Given instruction: Retype every one of the entries below character for character, keeping each line in its original order.

Stored data:
---*---
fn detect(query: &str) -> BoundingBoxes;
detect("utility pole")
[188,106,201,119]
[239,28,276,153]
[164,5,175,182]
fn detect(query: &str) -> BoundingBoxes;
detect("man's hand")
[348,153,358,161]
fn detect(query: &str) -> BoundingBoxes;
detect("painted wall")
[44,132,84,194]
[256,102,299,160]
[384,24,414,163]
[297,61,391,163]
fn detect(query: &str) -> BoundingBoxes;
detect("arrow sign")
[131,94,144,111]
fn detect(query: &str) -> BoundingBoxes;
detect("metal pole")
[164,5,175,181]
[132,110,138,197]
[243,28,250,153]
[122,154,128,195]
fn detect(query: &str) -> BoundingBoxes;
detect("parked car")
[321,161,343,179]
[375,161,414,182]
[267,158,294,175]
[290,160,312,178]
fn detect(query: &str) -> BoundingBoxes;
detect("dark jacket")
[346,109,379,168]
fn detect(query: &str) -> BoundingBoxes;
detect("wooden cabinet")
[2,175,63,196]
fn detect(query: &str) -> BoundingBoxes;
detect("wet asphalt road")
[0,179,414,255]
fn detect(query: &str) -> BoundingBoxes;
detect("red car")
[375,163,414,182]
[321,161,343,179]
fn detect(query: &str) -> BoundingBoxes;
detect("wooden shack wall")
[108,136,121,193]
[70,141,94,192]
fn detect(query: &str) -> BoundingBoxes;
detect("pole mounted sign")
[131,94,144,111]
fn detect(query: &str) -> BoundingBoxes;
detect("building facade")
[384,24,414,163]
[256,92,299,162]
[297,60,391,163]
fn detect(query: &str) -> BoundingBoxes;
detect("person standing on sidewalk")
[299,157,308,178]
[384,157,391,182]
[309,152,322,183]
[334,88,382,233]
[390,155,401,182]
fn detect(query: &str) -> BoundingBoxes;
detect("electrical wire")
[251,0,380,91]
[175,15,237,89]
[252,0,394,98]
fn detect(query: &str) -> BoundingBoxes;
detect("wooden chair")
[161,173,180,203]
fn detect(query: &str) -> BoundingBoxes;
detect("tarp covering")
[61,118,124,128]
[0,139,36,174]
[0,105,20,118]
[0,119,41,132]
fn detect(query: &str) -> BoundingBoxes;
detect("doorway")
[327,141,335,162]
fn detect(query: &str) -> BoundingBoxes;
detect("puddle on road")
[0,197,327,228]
---*---
Task answer:
fn detect(query: &str) -> BoundingBoxes;
detect("utility pole")
[188,106,201,119]
[239,28,276,153]
[164,5,175,182]
fn detect(query: &str) -> BoundingBoxes;
detect("man's hand")
[348,153,358,161]
fn detect(query: &str) -> BoundingBoxes;
detect("painted wall")
[44,132,84,194]
[256,102,299,160]
[384,24,414,163]
[297,61,391,163]
fn detect(query: &str) -> BoundingBoxes;
detect("arrow sign")
[131,94,144,111]
fn detect(query: &str) -> BoundingBoxes;
detect("metal pole")
[164,5,175,181]
[132,110,138,197]
[243,28,250,153]
[122,154,128,195]
fn detect(query: &str) -> BoundingBoxes;
detect("parked car")
[321,161,343,179]
[375,161,414,182]
[267,158,294,175]
[290,160,312,178]
fn detect(query: &str) -> BoundingBoxes;
detect("dark jacket")
[346,109,379,168]
fn detect(query: &str) -> BoundingBoxes;
detect("wooden cabinet")
[2,175,63,196]
fn detect(query: &str) -> BoundingBoxes;
detect("wet asphalt road")
[0,179,414,255]
fn detect(query: &str) -> BoundingBoxes;
detect("red car")
[375,163,414,182]
[321,161,343,179]
fn detect(query: &str) -> BoundingBoxes;
detect("wooden shack wall")
[108,136,121,193]
[70,141,94,192]
fn detect(query: &str) -> BoundingBoxes;
detect("pole mounted sign")
[131,94,144,111]
fn detect(query: &str) -> BoundingBoxes;
detect("building facade")
[384,24,414,163]
[256,92,299,162]
[297,60,391,163]
fn detect(query: &str) -> BoundingBoxes;
detect("person standing on sidewalk")
[299,157,308,178]
[384,157,391,182]
[309,152,322,183]
[334,88,382,233]
[390,155,401,182]
fn detect(query: &str) -> BoundingBoxes;
detect("electrical wire")
[251,0,380,91]
[175,15,237,89]
[252,0,394,98]
fn detect(query: &str) -> BoundingBoxes;
detect("wooden chair")
[161,173,180,203]
fn detect(query: &str) -> BoundingBoxes;
detect("tarp covering")
[61,118,124,128]
[0,139,36,174]
[0,105,20,118]
[0,119,41,132]
fn detect(query: &str) -> BoundingBoxes;
detect("doorway")
[327,141,335,162]
fn detect(query: &str) -> BoundingBoxes;
detect("puddle on road")
[0,197,327,228]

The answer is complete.